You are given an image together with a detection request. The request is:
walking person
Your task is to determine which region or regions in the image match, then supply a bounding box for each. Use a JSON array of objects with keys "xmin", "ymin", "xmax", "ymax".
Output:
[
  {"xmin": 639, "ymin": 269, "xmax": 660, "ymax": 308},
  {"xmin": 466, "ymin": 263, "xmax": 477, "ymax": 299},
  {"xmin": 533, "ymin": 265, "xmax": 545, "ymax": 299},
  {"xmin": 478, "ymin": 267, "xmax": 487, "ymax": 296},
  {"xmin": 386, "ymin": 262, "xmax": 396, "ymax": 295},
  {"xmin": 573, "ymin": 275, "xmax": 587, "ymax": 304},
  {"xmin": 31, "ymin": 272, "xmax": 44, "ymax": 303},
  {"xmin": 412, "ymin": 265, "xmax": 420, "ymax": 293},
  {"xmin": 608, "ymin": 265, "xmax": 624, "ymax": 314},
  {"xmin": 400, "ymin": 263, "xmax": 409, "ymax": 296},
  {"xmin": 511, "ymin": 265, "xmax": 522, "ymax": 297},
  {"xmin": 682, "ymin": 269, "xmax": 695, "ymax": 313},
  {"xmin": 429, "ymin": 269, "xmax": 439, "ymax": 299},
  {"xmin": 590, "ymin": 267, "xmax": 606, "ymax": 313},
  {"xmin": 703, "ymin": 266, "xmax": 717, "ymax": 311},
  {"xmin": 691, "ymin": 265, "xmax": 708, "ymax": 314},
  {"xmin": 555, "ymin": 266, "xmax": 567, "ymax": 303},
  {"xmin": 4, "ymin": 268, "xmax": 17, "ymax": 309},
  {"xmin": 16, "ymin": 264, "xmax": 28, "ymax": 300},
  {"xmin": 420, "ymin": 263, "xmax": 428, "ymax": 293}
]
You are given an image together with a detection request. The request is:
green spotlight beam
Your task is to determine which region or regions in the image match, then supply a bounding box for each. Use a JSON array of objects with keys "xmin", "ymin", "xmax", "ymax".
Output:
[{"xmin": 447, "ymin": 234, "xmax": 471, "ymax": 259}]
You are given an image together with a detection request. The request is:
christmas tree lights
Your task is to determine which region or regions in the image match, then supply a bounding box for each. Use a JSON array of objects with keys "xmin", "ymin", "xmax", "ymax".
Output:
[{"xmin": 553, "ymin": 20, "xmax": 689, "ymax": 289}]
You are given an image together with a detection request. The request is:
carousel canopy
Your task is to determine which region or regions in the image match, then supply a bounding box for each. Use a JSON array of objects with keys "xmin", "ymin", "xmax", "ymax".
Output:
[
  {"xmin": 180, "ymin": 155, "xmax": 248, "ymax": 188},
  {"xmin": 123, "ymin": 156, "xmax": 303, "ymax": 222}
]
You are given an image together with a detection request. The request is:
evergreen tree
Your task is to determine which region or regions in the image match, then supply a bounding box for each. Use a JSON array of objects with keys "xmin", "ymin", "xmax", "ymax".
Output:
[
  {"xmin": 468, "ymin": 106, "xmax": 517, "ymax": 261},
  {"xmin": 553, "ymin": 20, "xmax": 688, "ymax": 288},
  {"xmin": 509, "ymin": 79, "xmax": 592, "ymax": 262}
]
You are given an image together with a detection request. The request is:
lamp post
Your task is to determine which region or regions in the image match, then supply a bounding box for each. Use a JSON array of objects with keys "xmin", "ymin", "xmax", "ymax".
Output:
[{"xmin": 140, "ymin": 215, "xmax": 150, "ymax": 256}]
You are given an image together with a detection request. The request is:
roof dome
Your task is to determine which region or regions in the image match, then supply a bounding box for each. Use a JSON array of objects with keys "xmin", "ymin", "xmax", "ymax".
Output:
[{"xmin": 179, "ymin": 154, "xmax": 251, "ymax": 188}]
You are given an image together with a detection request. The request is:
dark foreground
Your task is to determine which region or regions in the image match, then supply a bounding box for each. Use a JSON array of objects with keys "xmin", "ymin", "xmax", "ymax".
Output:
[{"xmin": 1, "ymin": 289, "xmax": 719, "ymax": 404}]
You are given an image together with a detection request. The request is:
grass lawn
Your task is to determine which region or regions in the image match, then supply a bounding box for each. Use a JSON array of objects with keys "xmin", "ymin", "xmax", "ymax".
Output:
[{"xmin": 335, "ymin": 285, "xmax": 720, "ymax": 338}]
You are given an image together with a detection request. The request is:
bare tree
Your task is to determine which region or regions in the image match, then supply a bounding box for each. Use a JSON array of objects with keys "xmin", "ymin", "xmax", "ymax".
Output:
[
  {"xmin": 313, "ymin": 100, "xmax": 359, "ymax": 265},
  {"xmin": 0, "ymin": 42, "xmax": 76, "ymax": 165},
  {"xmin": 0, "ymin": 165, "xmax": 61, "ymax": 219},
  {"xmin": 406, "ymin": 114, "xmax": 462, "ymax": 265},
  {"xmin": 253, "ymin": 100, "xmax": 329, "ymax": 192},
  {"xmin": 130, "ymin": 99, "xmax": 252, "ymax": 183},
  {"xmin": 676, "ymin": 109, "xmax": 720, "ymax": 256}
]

--------------------------------------------------

* [WHAT TO PRODUCE]: Set down the data in full, word for word.

* [REPLY]:
You are given an image together with a detection request. The request is:
walking person
Your task is to determine which region or regions in the image match, then supply a bounding box for each. Use a JSON array of objects with keys "xmin", "ymin", "xmax", "ymax".
Output:
[
  {"xmin": 639, "ymin": 269, "xmax": 660, "ymax": 308},
  {"xmin": 466, "ymin": 263, "xmax": 477, "ymax": 299},
  {"xmin": 533, "ymin": 265, "xmax": 545, "ymax": 299},
  {"xmin": 478, "ymin": 267, "xmax": 487, "ymax": 296},
  {"xmin": 386, "ymin": 262, "xmax": 396, "ymax": 295},
  {"xmin": 573, "ymin": 275, "xmax": 587, "ymax": 304},
  {"xmin": 31, "ymin": 272, "xmax": 44, "ymax": 303},
  {"xmin": 412, "ymin": 265, "xmax": 420, "ymax": 293},
  {"xmin": 608, "ymin": 265, "xmax": 624, "ymax": 314},
  {"xmin": 400, "ymin": 263, "xmax": 409, "ymax": 296},
  {"xmin": 511, "ymin": 265, "xmax": 522, "ymax": 297},
  {"xmin": 682, "ymin": 269, "xmax": 695, "ymax": 313},
  {"xmin": 429, "ymin": 269, "xmax": 439, "ymax": 299},
  {"xmin": 590, "ymin": 267, "xmax": 606, "ymax": 313},
  {"xmin": 703, "ymin": 266, "xmax": 717, "ymax": 311},
  {"xmin": 691, "ymin": 265, "xmax": 708, "ymax": 314},
  {"xmin": 555, "ymin": 266, "xmax": 567, "ymax": 303},
  {"xmin": 4, "ymin": 268, "xmax": 17, "ymax": 309},
  {"xmin": 16, "ymin": 264, "xmax": 28, "ymax": 300},
  {"xmin": 420, "ymin": 263, "xmax": 428, "ymax": 293}
]
You are given an image together with a detection request. The request is:
green spotlight beam
Your task is to determine which region or regions in the image match, then supply a bounding box for each. Use a JSON array of objects with keys "xmin", "ymin", "xmax", "ymax".
Output:
[{"xmin": 447, "ymin": 234, "xmax": 471, "ymax": 259}]
You are given an image together with a detection request. The request is:
christmas tree lights
Your task is to determine which region or regions in the image match, then supply a bounding box for each. Use a JSON array of objects with keys "xmin", "ymin", "xmax", "ymax".
Output:
[{"xmin": 553, "ymin": 20, "xmax": 689, "ymax": 289}]
You are given an image together with a detection request. The request is:
carousel canopy
Your task is to determine which region or regions in the image match, then supply a bounding box for each. Use a JSON array of objects with keys "xmin", "ymin", "xmax", "ymax".
Output:
[
  {"xmin": 180, "ymin": 155, "xmax": 248, "ymax": 188},
  {"xmin": 123, "ymin": 156, "xmax": 303, "ymax": 222}
]
You are given an image together with a detection request. The request is:
evergreen tree
Your task is to determine which region or regions in the image match, then supply a bounding box for each. Use a JSON array of objects with keys "xmin", "ymin", "xmax", "ymax".
Output:
[
  {"xmin": 468, "ymin": 106, "xmax": 517, "ymax": 261},
  {"xmin": 553, "ymin": 20, "xmax": 688, "ymax": 288},
  {"xmin": 509, "ymin": 79, "xmax": 592, "ymax": 262}
]
You are given an image together with a detection request. The request is:
lamp post
Your task is to determine which region or regions in the image match, then supply a bounding box for each. Use a JSON array of objects with keys "xmin", "ymin", "xmax", "ymax".
Output:
[{"xmin": 140, "ymin": 215, "xmax": 150, "ymax": 256}]
You are given an image together with a detection request. The request is:
roof dome
Your task is to determine which region or regions in the image match, then supply a bounding box for each. Use a JSON array of objects with keys "xmin", "ymin", "xmax", "ymax".
Output:
[{"xmin": 179, "ymin": 154, "xmax": 251, "ymax": 188}]
You are given an image together with a detection request. The request is:
dark foreground
Your task is to determine which region or regions in the image match, then supply a bounding box for each. Use a JSON array of objects with keys "xmin", "ymin", "xmax", "ymax".
Output:
[{"xmin": 1, "ymin": 289, "xmax": 719, "ymax": 404}]
You are given an image together with a detection request. The request is:
grass lawn
Your task is to determine which region or regions in the image match, then supply a bounding box for each. Use a JSON array of objects with keys "xmin", "ymin", "xmax", "ymax".
Output:
[{"xmin": 335, "ymin": 285, "xmax": 720, "ymax": 338}]
You are given an image together with a detection request. The request is:
bare tree
Your task is to determine which region or regions in the image match, then supply a bounding box for each. Use a JSON array of objects with keys "xmin", "ymin", "xmax", "ymax".
Output:
[
  {"xmin": 313, "ymin": 100, "xmax": 359, "ymax": 265},
  {"xmin": 0, "ymin": 42, "xmax": 76, "ymax": 165},
  {"xmin": 0, "ymin": 165, "xmax": 61, "ymax": 219},
  {"xmin": 406, "ymin": 114, "xmax": 462, "ymax": 265},
  {"xmin": 253, "ymin": 100, "xmax": 329, "ymax": 192},
  {"xmin": 130, "ymin": 99, "xmax": 252, "ymax": 183},
  {"xmin": 676, "ymin": 109, "xmax": 720, "ymax": 256}
]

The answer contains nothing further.